Provided information below:
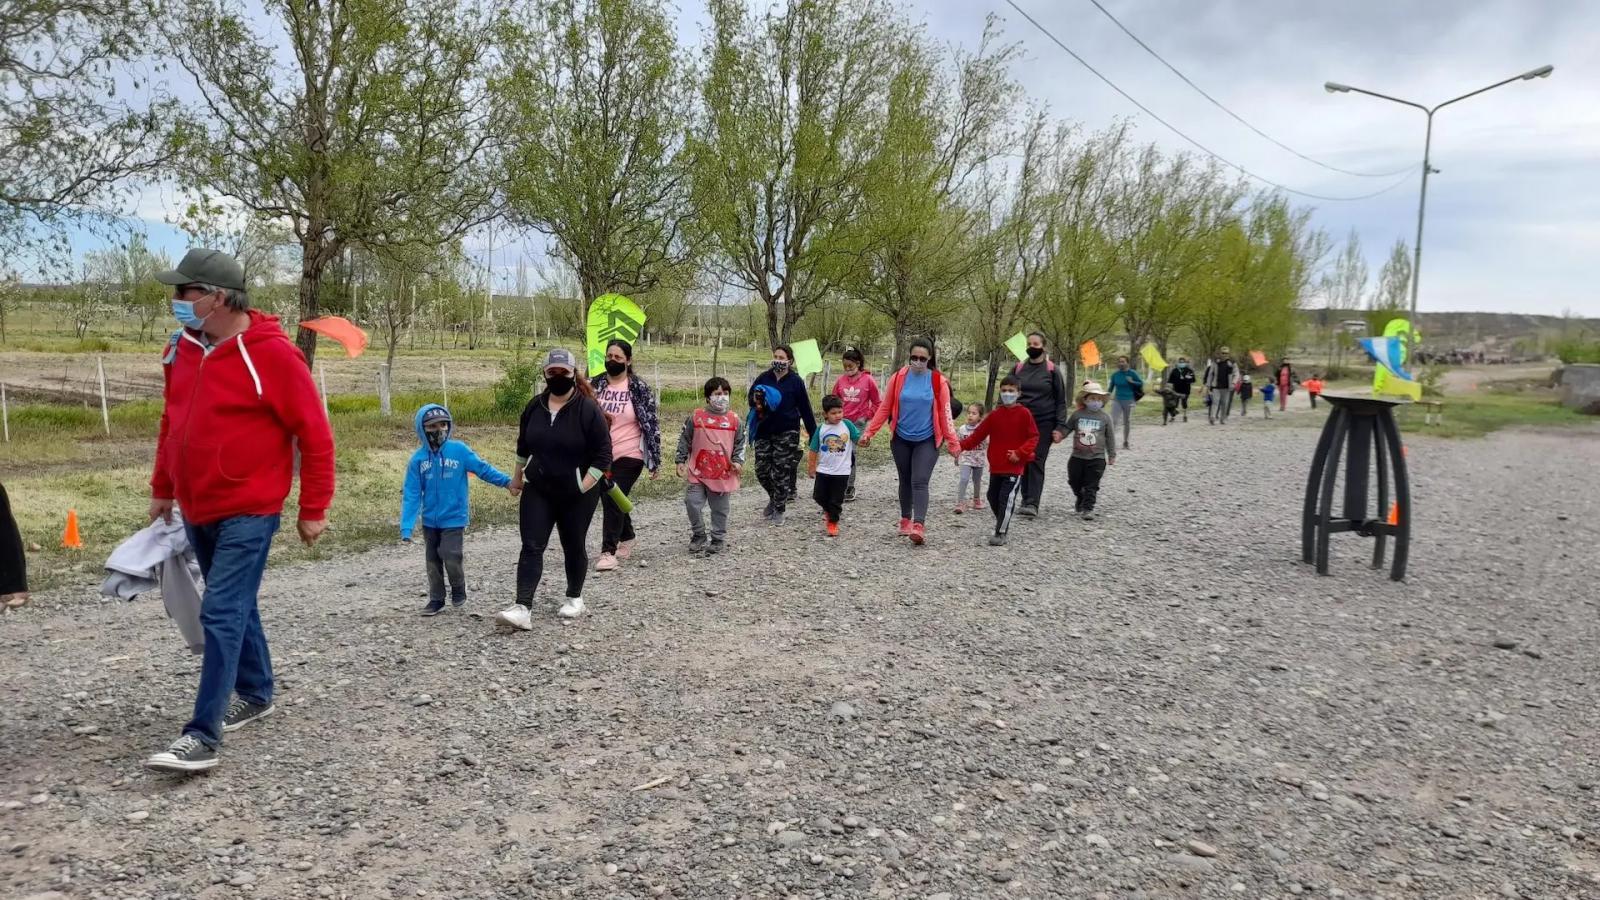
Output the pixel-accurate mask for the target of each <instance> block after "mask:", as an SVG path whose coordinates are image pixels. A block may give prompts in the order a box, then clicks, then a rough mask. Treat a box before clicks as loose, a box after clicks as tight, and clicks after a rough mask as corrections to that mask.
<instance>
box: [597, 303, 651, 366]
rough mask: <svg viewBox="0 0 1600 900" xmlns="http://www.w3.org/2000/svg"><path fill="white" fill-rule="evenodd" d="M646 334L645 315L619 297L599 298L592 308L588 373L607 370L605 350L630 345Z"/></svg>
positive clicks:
End of Provided information.
• [Assigned task] Return the material from above in full, exactly as written, with the pictures omitted.

• [Completed task]
Output the pixel-accurate mask for the target of each <instance> block after "mask:", as an SVG path whose coordinates are image pixels. A block may give prompts in the order a box, then clicks, then a rough mask. Treat a box before clicks as loose, a box after clicks as tight, and clicks after a rough mask as corrections to that mask.
<instance>
box: [597, 303, 651, 366]
rough mask: <svg viewBox="0 0 1600 900" xmlns="http://www.w3.org/2000/svg"><path fill="white" fill-rule="evenodd" d="M646 334L645 315L619 297L599 298L592 308L588 373L607 370L605 350L630 345Z"/></svg>
positive clicks:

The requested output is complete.